___ EXERCISE DATA
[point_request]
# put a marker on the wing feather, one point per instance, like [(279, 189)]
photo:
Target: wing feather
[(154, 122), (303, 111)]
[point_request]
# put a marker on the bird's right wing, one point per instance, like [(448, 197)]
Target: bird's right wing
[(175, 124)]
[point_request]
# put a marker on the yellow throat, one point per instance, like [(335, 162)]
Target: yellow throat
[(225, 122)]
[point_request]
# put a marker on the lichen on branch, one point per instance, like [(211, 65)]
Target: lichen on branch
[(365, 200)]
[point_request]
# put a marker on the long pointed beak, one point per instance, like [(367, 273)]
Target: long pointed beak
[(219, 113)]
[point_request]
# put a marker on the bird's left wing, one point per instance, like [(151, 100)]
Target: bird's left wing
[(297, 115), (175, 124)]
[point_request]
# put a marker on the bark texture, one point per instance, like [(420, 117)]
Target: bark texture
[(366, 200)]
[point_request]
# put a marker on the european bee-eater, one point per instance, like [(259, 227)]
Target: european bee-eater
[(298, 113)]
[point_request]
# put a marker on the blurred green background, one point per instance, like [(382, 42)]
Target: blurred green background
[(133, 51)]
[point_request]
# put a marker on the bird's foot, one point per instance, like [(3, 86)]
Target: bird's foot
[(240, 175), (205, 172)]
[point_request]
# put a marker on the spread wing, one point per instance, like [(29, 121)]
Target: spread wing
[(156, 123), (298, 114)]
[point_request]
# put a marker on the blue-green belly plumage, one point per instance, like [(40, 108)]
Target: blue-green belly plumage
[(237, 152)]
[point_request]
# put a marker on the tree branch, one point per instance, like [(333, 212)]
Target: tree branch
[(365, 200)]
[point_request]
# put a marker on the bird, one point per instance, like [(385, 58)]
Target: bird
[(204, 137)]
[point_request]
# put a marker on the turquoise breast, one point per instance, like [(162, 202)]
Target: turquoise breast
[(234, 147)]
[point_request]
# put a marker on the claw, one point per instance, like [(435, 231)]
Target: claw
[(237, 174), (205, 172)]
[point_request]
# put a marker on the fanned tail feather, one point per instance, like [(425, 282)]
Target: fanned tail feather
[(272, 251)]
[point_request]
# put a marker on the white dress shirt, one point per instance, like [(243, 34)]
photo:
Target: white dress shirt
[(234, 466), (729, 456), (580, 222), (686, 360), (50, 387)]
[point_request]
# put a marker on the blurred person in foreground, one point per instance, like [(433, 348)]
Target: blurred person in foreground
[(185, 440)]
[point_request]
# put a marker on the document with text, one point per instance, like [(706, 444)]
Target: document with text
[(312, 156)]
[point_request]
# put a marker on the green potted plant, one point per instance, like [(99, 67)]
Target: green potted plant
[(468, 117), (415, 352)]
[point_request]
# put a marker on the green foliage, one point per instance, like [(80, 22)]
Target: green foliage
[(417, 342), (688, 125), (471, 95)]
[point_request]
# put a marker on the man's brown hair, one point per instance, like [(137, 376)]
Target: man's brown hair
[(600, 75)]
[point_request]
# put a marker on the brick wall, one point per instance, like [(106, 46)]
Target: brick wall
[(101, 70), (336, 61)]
______
Give the lines above again, substituting "place a dot on" for every "put a marker on" and leaving everything else unchanged.

# ANSWER TO THIS PROBLEM
[point_request]
# place a dot on the wing feather, one point per instance, like [(279, 189)]
photo:
Target: wing feather
[(154, 122), (303, 111)]
[point_request]
# place a dot on the bird's right wing, one point per instance, like [(448, 197)]
Target: bird's right wing
[(175, 124)]
[point_request]
# place a dot on the yellow throat, one point per instance, like [(335, 162)]
Target: yellow throat
[(225, 122)]
[point_request]
# place a dot on the lichen on branch, one point per instance, like [(211, 65)]
Target: lichen on branch
[(365, 200)]
[point_request]
# place a dot on the long pointed beak, one point per instance, like [(367, 273)]
Target: long pointed beak
[(219, 113)]
[point_request]
# place a dot on the bird's left wing, one point per instance, like [(151, 100)]
Target: bird's left wing
[(297, 115), (175, 124)]
[point_request]
# place a dot on the bark texture, one point per instance, like [(420, 117)]
Target: bark texture
[(366, 200)]
[point_request]
# place a dot on the european bee-eater, one point per instance, like [(259, 227)]
Target: european bee-eater
[(298, 113)]
[point_request]
# place a dot on the blurred green background, one point per instance, like [(382, 42)]
Target: blurred green background
[(133, 51)]
[point_request]
# place a dot on the bird's foot, one point per instance, like [(3, 86)]
Target: bird's foot
[(240, 175), (205, 172)]
[point_request]
# place a dot on the spread wing, one point per instance, like [(29, 121)]
Target: spread wing
[(156, 123), (298, 114)]
[point_request]
# place a dot on the blue-green belly plumage, one point per instance, like [(40, 108)]
Target: blue-green belly plumage
[(237, 152)]
[point_request]
# place a dot on the tree branch, one point per instance, like [(333, 212)]
Target: tree branch
[(365, 200)]
[point_request]
# place a dot on the bird, one point per instance, like [(385, 58)]
Target: bird
[(204, 137)]
[point_request]
# place a dot on the turquoise breast, one point per instance, like [(162, 202)]
Target: turquoise breast
[(234, 147)]
[point_request]
# place a dot on the claw, one point per instance, like [(435, 231)]
Target: claw
[(237, 174), (205, 172)]
[point_request]
# place a dot on the fanned tail feather, one point per instance, like [(425, 282)]
Target: fanned tail feather
[(272, 251)]
[point_request]
# place a dot on the white dress shirt, one point per instance, like [(243, 34)]
photo:
Target: white dress shirt
[(234, 466), (729, 456), (580, 222), (686, 360), (50, 387)]
[point_request]
# place a dot on the blurred person in foreground, one point per instance, like [(433, 348)]
Target: blurred person in foreground
[(185, 440)]
[point_request]
# place a dot on the document with text, one point per instance, like [(706, 444)]
Target: document with text
[(312, 156)]
[point_request]
# place a dot on the green potted plant, one point per instance, like [(99, 67)]
Target: green potted plant
[(468, 117), (415, 352)]
[point_request]
# place a dot on the green foliage, one point per instance, like [(80, 22)]
Target: green foliage
[(417, 342), (688, 125), (471, 95)]
[point_request]
# place a dot on the man's brown hair, one point per instance, like [(137, 376)]
Target: man's brown hair
[(600, 75)]
[point_request]
# place a dot on the brick wall, one point per instance, like [(106, 46)]
Target: brick wall
[(101, 70), (336, 61)]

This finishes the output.